▸ Instructions for the task
An exact restatement of the entire listing is needed, excluding all images.

▸ Excerpted data
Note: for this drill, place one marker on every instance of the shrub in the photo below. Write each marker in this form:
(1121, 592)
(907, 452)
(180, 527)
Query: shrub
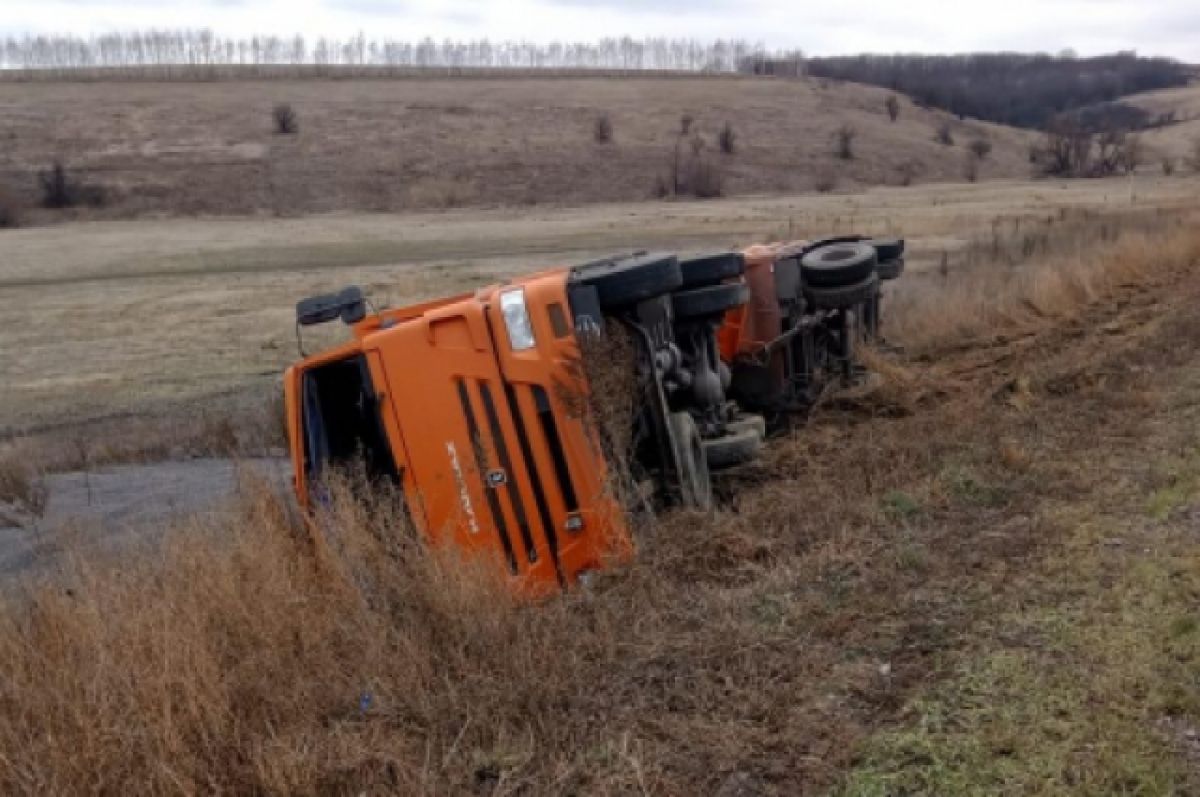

▸ The answer
Note: for this drill, place one marker on every instance of the shrub in the photo below. Write each marker in this form:
(1121, 592)
(907, 452)
(180, 527)
Query: shrub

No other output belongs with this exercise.